Stated problem 1 - Please reproduce the passage of the article on MBAs and the sharing economy from "MBAs eye innovative" to "P2P lender Prosper.".
Stated problem 2 - In the article on MBAs and the sharing economy, who is organizing the tech trek to San Francisco?

Selection -
MBAs eye innovative disruptors like Uber and Airbnb

Mon Jan 4 2016

BusinessBecause
MBA students are increasingly keen on the sizzling hot sharing economy.

Titans of the sector such as Airbnb or Uber have revolutionized their industries, and have disrupted traditional players and raised billions in investment. This is not lost on MBAs, who are eyeing innovative firms like car-hailer Lyft and P2P lender Prosper.

“We are visiting the undisputed leaders within the sharing economy segment, namely Uber and Airbnb,” says Ways Hassas, an MIT Sloan MBA who is organizing a “tech trek” to San Francisco.

The Silicon Valley excursion highlights two trends: the MBA migration to tech, and a growing lust for the financial technology industry.

Fintech is a booming trend at the moment, so we chose to visit Square,” says Ways, the recently floated payments start-up run by Twitter CEO Jack Dorsey. “In cloud computing/storage, we are visiting VMware,” he adds, a leader in cloud computing and big data.

Data extract -
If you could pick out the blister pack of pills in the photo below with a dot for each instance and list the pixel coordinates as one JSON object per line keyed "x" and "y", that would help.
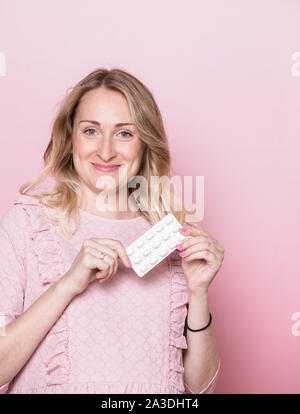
{"x": 155, "y": 245}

Expected answer 1 -
MBAs eye innovative disruptors like Uber and Airbnb

Mon Jan 4 2016

BusinessBecause
MBA students are increasingly keen on the sizzling hot sharing economy.

Titans of the sector such as Airbnb or Uber have revolutionized their industries, and have disrupted traditional players and raised billions in investment. This is not lost on MBAs, who are eyeing innovative firms like car-hailer Lyft and P2P lender Prosper.

Expected answer 2 - Ways Hassas, an MIT Sloan MBA.